-------- DATA SHOWN --------
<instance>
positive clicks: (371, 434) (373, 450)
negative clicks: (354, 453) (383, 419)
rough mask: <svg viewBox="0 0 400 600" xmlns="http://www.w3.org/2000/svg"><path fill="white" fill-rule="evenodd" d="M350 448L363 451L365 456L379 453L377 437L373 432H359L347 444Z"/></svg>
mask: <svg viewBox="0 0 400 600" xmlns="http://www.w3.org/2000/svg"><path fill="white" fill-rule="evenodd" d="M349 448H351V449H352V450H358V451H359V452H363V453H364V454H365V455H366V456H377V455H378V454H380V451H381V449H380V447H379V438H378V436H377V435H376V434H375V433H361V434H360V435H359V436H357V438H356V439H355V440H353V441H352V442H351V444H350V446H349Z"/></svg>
--------
Reproduce all of the items above verbatim, without changing a single character.

- _EXERCISE SOLUTION_:
<instance>
positive clicks: (371, 434) (373, 450)
negative clicks: (354, 453) (383, 419)
rough mask: <svg viewBox="0 0 400 600" xmlns="http://www.w3.org/2000/svg"><path fill="white" fill-rule="evenodd" d="M350 448L363 451L365 456L379 453L377 437L373 432H359L347 444Z"/></svg>
mask: <svg viewBox="0 0 400 600" xmlns="http://www.w3.org/2000/svg"><path fill="white" fill-rule="evenodd" d="M349 448H351V449H352V450H358V451H359V452H363V453H364V454H365V455H366V456H377V455H378V454H380V451H381V449H380V447H379V438H378V436H377V435H376V434H375V433H361V434H360V435H359V436H357V438H356V439H355V440H353V441H352V442H351V444H350V446H349Z"/></svg>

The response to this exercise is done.